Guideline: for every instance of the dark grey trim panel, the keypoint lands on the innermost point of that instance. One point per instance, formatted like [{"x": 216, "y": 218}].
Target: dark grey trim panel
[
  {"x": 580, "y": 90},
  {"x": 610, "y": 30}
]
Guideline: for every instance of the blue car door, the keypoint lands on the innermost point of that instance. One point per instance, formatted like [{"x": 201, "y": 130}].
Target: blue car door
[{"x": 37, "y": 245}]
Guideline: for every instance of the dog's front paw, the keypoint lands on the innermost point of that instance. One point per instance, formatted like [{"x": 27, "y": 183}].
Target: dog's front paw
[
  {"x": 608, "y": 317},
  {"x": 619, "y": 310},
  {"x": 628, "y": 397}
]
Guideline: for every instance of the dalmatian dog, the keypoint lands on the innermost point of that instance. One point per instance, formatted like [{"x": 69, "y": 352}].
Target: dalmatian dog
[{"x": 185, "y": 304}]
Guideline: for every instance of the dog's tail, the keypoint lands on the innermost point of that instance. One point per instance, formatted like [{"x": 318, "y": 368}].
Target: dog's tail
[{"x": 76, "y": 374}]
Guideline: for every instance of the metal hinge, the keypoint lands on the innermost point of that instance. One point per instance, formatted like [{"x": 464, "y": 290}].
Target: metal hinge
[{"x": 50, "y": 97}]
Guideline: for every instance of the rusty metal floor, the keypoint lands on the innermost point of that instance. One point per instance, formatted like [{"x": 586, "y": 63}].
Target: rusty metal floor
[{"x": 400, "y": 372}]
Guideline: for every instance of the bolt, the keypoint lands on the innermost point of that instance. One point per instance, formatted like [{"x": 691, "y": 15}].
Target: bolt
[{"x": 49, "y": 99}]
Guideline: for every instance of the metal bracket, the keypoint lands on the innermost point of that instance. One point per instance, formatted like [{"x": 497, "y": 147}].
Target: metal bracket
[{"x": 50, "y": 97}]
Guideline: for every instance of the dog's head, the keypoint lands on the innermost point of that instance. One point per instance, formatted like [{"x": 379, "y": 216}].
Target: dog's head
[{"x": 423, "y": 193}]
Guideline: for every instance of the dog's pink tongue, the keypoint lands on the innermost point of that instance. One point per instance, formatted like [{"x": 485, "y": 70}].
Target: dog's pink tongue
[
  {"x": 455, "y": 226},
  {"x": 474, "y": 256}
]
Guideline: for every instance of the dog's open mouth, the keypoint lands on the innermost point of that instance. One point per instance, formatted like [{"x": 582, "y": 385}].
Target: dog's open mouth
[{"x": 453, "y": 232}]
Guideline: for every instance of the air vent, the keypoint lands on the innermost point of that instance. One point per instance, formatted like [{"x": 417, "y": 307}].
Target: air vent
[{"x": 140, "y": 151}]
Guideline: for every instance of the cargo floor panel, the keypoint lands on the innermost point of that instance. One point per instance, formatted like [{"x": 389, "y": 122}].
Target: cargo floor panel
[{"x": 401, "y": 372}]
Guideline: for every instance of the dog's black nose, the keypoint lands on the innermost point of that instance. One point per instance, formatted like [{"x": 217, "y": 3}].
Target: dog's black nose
○ ○ ○ ○ ○ ○ ○
REQUIRED TASK: Faithfully reproduce all of the records, character for character.

SOLUTION:
Guideline: for every instance of the dark grey trim panel, the keypoint lands on the innermost point of that instance. One point per instance, formatted like [{"x": 216, "y": 218}].
Target: dark grey trim panel
[
  {"x": 580, "y": 90},
  {"x": 610, "y": 30}
]
Guideline: for every instance of the blue car door, the keypoint lands on the innermost point of that instance. One point per instance, formatted like [{"x": 201, "y": 130}].
Target: blue car door
[{"x": 37, "y": 245}]
Guideline: for every instance of the dog's front paw, the keypoint lands on the innermost point of that instance. One point per instance, formatted like [{"x": 27, "y": 183}].
Target: dog's front paw
[
  {"x": 608, "y": 317},
  {"x": 619, "y": 310},
  {"x": 628, "y": 397}
]
Guideline: for every instance of the dalmatian dog, the keypoint lands on the innermost point of that instance. One point per instance, formatted like [{"x": 69, "y": 352}].
Target: dalmatian dog
[{"x": 185, "y": 304}]
Guideline: for every instance of the dog's tail, the keypoint lands on the innermost point of that instance. One point per instance, formatted like [{"x": 318, "y": 368}].
Target: dog's tail
[{"x": 76, "y": 374}]
Guideline: for every instance of the metal hinge, the keypoint lands on the innermost point of that instance. One point per instance, formatted like [{"x": 464, "y": 290}].
Target: metal hinge
[{"x": 50, "y": 97}]
Guideline: for every instance of the rusty metal floor, the keypoint lands on the innermost point of that instance. One point per instance, formatted like [{"x": 586, "y": 63}].
Target: rusty metal floor
[{"x": 400, "y": 372}]
Guideline: for every instance of the bolt, the keypoint lands on the innermost point of that instance. One point per instance, formatted like [{"x": 691, "y": 15}].
Target: bolt
[{"x": 49, "y": 99}]
Guideline: for every instance of the metal bracket, the keypoint lands on the innermost point of that instance. One point per instance, formatted like [{"x": 497, "y": 147}].
Target: metal bracket
[{"x": 50, "y": 97}]
Guideline: for every instance of the dog's head, the keypoint lands on the innermost point of that instance. One point per instance, formatted like [{"x": 379, "y": 216}].
Target: dog's head
[{"x": 423, "y": 193}]
Guideline: for every instance of the dog's pink tongue, the keypoint lands on the innermost point of that instance. One point per instance, formatted like [{"x": 485, "y": 70}].
Target: dog's pink tongue
[
  {"x": 455, "y": 226},
  {"x": 474, "y": 256}
]
Guideline: for every instance of the dog's open mouth, the keypoint lands on the innermost point of that instance. One point per instance, formatted like [{"x": 582, "y": 385}].
Target: dog's open mouth
[{"x": 453, "y": 232}]
Guideline: for every instance of the air vent, the keypoint lands on the innermost point of that instance. One point per instance, formatted like [{"x": 417, "y": 307}].
Target: air vent
[{"x": 140, "y": 151}]
Guideline: for every instance of the cargo floor panel, the keypoint lands on the innermost point of that instance. One point per instance, formatted like [{"x": 389, "y": 122}].
Target: cargo floor panel
[{"x": 401, "y": 372}]
Guideline: for every instance of the dog's black nose, the keypoint lands on the innermost point of that instance. One point per instance, formatted like [{"x": 217, "y": 3}].
Target: dog's black nose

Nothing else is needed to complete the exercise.